Passage
========================================

With so many civil servants having gone out of their way to keep providing citizens with government services during the pandemic, those who are letting down the side are even more conspicuous in their dereliction.
In the unsettling days of the second half of March 2020, no less, I still received a birth record posted on the 16th of the month, from a registry office in Asturias to which I had sent the request a few days before the entire country was put on lockdown. I fondly remember the small ray of hope its delivery represented amidst so much uncertainty.
And then there are... the others. I'm well aware that in many places, especially large cities, Civil Registry office staff were overwhelmed by the avalanche of recording duties the swelling death toll imposed upon them; in other cases, government agencies simply shut down altogether (I know of a certain office under the Ministry of Justice that only issued documents on one single day between mid-March 2020 and well into June). Almost simultaneously with the request mentioned above, on 10 March I requested a death certificate from the Civil Registry in Malaga city, providing the name and surname of the deceased and the exact date of his death; all from a source of the utmost credibility, his military pension file, the deceased having been an officer. I naïvely assumed that the "New Normal" trumpeted by the government as beginning 21 June would extended to all branches of the civil service and that I would in due course receive the certificate.
What I received at the end of July 2020 was a photocopied form letter summarily dismissing my request. The letter itself is a poorly written hotchpotch of negatives, in the spirit of piling one refusal on top of another, and implies that Judge María Dolores Moreno-Torres Sánchez ordered the Registry not to process any requests 'for genealogical purposes' at all, until further notice. OK, I thought, "new normal" will take a little longer to reach some areas than others. I shuffled this request on to the back burner, more waves of the pandemic came and went, and this April with the end of Spain's State of Emergency in sight - at least, in name - I came to the ridiculous conclusion that a further 9 months' gestation may finally have seen the Civil Registry of Malaga fit to send forth the requested certificate.

========================================

[Source data]
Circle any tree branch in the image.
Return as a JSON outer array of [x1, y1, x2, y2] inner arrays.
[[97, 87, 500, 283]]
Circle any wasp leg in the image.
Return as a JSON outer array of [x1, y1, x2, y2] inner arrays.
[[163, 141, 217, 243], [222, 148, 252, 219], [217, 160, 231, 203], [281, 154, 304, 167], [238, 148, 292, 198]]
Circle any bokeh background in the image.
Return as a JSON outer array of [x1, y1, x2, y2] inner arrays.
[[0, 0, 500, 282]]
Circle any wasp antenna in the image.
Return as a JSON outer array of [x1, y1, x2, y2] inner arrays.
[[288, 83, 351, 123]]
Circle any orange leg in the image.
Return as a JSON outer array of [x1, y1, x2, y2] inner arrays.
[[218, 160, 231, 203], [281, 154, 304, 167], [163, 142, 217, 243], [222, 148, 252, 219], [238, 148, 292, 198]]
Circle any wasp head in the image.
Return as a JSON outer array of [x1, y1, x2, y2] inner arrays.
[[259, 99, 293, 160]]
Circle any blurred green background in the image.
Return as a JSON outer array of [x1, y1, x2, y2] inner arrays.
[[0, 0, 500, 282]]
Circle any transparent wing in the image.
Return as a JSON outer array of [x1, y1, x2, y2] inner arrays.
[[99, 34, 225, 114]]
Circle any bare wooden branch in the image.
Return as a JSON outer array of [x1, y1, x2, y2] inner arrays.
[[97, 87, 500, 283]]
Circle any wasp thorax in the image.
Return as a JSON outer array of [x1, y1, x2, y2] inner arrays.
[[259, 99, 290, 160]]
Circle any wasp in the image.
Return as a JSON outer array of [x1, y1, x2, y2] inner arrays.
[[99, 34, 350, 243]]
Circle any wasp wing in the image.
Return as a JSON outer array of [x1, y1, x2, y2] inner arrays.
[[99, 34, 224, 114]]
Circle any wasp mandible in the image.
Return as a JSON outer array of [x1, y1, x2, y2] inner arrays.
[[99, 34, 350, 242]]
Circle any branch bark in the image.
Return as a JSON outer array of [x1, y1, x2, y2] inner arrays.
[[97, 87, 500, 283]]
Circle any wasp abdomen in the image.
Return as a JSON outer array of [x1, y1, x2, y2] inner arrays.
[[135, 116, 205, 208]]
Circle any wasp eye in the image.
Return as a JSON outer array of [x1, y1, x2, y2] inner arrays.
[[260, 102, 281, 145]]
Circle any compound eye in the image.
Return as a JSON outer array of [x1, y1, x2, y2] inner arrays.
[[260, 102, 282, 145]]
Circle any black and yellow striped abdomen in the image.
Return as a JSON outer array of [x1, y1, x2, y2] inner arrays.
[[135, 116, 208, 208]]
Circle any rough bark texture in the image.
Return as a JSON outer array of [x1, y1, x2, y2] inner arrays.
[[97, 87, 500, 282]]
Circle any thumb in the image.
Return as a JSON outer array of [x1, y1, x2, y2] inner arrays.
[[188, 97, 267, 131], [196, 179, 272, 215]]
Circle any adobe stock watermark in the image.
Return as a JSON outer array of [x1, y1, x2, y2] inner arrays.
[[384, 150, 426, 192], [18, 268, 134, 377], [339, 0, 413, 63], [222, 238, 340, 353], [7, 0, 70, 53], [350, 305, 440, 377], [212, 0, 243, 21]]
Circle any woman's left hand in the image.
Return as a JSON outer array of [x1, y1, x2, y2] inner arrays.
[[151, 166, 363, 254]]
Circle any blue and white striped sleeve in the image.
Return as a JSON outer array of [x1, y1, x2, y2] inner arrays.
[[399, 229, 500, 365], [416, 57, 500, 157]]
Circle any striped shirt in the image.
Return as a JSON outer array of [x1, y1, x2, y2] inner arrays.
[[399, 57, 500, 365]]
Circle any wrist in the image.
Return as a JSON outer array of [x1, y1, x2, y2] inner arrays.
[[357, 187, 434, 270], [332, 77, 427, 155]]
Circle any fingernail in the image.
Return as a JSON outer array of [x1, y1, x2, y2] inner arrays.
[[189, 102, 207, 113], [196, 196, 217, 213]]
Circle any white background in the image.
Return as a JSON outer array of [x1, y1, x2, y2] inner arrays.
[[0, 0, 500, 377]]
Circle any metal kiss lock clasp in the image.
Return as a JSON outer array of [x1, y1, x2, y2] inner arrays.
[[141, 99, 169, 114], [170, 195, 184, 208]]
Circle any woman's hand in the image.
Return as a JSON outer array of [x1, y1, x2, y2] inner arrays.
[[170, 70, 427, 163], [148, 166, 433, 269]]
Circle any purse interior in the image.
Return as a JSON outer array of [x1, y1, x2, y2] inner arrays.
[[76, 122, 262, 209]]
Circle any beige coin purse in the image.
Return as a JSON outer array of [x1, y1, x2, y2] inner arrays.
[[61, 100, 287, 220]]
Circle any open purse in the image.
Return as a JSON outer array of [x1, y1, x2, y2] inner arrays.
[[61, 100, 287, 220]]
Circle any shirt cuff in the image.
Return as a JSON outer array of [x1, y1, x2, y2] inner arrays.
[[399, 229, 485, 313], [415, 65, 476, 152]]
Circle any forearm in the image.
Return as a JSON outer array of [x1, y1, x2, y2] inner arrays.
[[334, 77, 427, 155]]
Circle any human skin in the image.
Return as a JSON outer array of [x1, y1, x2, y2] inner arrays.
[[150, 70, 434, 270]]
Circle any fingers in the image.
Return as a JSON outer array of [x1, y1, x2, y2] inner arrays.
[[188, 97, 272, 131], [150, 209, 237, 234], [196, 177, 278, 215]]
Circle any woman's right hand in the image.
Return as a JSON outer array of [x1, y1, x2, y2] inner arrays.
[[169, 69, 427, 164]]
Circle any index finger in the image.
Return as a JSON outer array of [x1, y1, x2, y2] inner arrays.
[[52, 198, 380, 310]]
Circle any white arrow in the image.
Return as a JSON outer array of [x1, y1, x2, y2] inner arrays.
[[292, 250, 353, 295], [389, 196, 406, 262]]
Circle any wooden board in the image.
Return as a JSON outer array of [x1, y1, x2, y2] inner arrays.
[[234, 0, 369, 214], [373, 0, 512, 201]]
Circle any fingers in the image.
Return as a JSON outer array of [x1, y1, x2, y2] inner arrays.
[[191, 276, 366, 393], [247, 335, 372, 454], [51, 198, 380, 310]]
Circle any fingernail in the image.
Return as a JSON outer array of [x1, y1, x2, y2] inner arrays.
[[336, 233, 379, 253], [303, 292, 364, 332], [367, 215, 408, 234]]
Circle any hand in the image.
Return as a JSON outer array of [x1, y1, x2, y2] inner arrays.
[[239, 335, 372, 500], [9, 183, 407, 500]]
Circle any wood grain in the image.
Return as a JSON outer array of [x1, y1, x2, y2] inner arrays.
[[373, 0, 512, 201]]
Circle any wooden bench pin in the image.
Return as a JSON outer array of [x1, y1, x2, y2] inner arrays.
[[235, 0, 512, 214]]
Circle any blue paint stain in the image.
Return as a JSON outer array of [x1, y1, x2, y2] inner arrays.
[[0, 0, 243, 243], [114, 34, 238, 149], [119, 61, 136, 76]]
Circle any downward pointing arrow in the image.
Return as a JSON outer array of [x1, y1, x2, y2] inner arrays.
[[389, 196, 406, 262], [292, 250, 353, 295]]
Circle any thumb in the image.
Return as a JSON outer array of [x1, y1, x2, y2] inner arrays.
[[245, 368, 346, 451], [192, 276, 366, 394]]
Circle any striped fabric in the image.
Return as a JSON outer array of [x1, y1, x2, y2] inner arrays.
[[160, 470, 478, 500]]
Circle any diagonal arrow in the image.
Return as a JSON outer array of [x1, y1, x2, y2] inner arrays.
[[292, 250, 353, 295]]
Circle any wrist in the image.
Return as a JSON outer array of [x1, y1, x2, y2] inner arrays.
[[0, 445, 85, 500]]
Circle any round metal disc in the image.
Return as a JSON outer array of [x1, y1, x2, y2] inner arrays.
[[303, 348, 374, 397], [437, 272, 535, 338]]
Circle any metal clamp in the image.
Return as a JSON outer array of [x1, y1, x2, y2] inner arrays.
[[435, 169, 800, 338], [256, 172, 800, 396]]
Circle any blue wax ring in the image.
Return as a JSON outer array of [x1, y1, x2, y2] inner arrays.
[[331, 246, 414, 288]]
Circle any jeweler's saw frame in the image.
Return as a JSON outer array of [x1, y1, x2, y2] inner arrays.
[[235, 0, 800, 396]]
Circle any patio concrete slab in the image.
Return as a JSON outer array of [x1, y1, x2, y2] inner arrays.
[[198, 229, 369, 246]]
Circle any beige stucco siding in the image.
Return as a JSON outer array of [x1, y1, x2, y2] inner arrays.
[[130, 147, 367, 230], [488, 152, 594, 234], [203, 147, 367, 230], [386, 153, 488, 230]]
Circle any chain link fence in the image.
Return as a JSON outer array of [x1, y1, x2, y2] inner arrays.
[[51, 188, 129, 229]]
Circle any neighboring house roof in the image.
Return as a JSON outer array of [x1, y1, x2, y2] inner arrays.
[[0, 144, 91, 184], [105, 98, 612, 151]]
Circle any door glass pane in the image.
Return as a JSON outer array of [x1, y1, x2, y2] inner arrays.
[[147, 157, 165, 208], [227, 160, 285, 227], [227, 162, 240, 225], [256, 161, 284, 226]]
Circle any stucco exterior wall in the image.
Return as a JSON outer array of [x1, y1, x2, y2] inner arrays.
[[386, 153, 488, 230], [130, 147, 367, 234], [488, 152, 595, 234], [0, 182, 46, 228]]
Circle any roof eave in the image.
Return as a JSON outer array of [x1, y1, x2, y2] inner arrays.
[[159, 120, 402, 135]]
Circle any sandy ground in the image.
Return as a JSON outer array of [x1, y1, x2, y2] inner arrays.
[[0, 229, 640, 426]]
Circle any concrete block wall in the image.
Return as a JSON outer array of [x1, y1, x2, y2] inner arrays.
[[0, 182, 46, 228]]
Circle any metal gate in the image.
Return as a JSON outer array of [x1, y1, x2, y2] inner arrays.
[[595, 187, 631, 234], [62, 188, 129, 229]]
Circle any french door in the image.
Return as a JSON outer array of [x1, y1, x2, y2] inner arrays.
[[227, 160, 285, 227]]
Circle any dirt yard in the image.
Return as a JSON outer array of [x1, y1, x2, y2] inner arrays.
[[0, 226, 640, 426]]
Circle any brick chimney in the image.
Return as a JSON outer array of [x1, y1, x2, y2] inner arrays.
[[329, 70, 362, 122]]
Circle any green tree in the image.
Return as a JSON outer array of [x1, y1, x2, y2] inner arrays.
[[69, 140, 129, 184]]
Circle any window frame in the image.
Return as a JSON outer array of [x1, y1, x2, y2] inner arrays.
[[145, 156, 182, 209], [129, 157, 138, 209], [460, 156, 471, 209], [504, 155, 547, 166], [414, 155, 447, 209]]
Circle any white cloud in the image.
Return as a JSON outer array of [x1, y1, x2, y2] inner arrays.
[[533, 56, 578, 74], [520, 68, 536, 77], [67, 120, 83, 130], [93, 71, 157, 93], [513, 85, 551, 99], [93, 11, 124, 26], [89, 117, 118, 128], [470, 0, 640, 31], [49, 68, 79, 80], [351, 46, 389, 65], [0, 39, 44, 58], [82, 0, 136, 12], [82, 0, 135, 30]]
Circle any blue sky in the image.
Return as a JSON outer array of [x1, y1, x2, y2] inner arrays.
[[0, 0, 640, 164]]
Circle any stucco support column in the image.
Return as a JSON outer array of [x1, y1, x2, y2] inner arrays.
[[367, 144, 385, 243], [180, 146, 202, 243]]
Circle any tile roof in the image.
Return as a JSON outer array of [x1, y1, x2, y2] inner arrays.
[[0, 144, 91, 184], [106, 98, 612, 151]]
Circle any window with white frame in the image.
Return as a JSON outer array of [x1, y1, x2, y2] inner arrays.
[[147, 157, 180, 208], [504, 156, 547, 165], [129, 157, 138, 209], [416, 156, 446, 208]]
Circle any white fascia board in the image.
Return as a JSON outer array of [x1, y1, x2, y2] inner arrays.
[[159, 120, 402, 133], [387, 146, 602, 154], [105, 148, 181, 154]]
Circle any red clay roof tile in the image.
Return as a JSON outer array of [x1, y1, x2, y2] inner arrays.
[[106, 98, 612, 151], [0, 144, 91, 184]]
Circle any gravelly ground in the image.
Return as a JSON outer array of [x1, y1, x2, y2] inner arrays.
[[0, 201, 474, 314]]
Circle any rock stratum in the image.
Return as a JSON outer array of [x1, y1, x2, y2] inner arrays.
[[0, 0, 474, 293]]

========================================

Prompt A
According to the passage, on what date did the writer request the death certificate from the Civil Registry in Malaga city?
Prompt B
Repeat the part of the passage that begins at the words "In the unsettling" and ends after "so much uncertainty.".

Task result A
10 March

Task result B
In the unsettling days of the second half of March 2020, no less, I still received a birth record posted on the 16th of the month, from a registry office in Asturias to which I had sent the request a few days before the entire country was put on lockdown. I fondly remember the small ray of hope its delivery represented amidst so much uncertainty.